#### What is needed:
Go through the items below and copy every line that contains the string "hair". Case counts, so copy only lines where the letters match in upper and lower case.

#### Input records:
════════════════════
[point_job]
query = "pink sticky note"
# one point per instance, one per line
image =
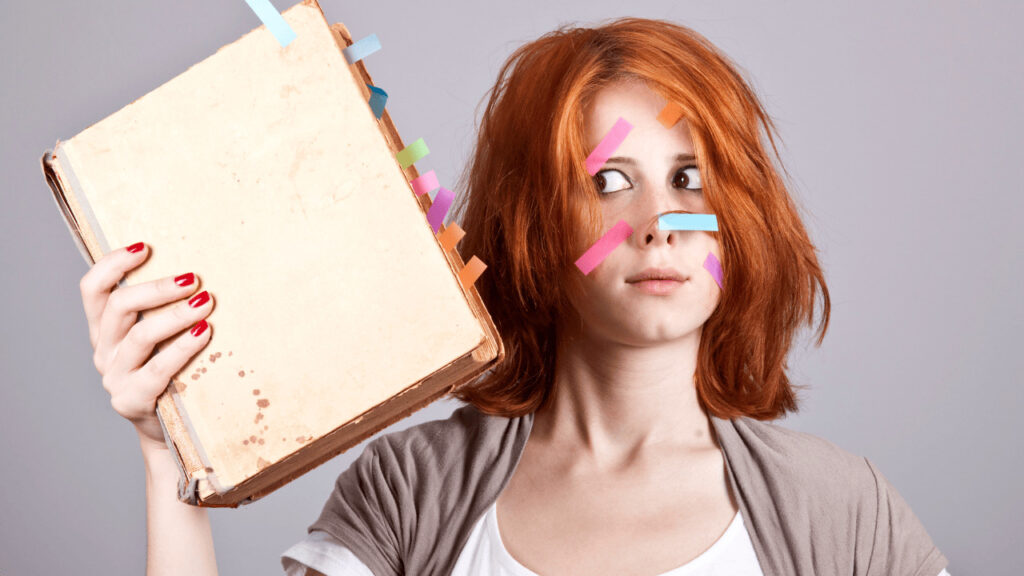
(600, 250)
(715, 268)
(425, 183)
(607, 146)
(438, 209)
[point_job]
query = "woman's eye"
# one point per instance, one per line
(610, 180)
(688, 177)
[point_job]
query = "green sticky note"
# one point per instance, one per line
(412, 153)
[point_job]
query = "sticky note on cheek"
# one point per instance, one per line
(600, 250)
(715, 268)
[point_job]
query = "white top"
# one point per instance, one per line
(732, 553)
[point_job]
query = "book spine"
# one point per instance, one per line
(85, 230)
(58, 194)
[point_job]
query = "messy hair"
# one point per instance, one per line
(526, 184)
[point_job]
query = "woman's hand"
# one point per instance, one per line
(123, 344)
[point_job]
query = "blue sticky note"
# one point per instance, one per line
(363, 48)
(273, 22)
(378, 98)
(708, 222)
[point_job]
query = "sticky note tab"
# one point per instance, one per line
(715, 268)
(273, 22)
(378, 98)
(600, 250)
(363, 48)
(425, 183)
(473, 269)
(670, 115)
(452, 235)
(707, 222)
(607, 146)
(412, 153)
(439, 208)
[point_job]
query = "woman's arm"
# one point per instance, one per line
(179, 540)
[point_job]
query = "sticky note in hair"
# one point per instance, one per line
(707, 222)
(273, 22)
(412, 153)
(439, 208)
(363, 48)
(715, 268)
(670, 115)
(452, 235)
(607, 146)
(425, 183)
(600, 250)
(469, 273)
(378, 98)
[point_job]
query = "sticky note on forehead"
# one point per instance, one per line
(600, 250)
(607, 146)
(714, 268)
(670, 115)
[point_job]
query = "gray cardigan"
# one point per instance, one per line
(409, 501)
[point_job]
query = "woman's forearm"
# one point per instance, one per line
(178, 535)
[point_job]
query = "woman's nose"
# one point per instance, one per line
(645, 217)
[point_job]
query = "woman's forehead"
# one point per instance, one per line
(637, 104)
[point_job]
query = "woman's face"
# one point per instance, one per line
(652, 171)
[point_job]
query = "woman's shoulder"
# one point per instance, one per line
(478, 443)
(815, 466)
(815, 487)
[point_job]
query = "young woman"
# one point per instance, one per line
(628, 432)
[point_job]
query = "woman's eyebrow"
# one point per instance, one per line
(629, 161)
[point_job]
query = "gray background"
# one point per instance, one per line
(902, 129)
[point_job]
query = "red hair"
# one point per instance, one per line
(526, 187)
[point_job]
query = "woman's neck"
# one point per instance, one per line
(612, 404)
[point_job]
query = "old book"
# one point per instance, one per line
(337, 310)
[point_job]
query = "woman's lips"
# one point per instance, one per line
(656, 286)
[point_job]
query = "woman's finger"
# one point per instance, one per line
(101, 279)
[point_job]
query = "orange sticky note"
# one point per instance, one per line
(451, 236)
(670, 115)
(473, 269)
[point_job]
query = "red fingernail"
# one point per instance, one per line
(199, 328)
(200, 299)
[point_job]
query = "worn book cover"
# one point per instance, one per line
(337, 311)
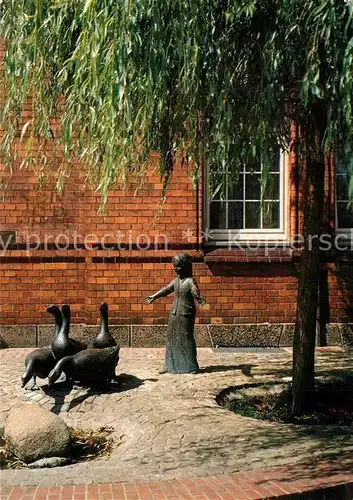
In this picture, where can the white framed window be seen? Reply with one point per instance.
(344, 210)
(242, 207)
════════════════════
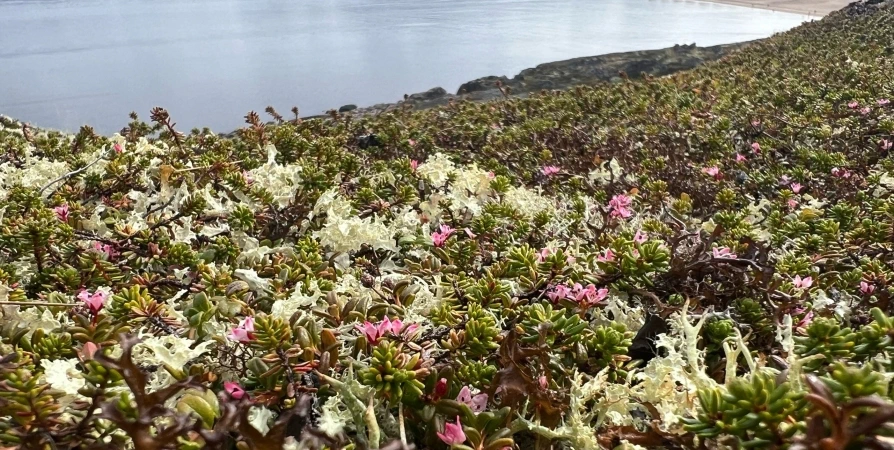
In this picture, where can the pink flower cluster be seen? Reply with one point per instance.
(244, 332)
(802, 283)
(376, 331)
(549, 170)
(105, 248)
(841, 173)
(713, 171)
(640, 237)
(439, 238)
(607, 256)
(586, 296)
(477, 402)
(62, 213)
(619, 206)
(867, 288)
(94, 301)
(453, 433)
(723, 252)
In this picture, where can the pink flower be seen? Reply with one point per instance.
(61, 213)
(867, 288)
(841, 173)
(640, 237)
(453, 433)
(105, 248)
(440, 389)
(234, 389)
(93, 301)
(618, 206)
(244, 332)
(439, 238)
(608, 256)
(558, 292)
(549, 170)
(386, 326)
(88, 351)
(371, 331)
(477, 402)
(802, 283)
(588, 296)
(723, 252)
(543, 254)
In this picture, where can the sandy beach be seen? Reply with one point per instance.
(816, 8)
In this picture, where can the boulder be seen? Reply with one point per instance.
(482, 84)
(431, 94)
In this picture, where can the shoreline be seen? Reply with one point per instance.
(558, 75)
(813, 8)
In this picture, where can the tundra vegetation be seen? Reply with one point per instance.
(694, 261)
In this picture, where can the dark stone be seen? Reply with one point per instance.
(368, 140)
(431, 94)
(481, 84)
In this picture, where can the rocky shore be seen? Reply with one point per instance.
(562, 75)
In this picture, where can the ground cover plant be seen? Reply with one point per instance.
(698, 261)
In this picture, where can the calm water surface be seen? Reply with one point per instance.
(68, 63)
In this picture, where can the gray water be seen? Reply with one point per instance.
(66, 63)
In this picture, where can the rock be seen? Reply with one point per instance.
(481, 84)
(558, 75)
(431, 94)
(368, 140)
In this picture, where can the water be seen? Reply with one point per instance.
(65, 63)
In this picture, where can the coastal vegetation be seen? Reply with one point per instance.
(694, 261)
════════════════════
#### Result of the exercise:
query = "messy hair"
query = "sticky note in hair"
query = "red hair"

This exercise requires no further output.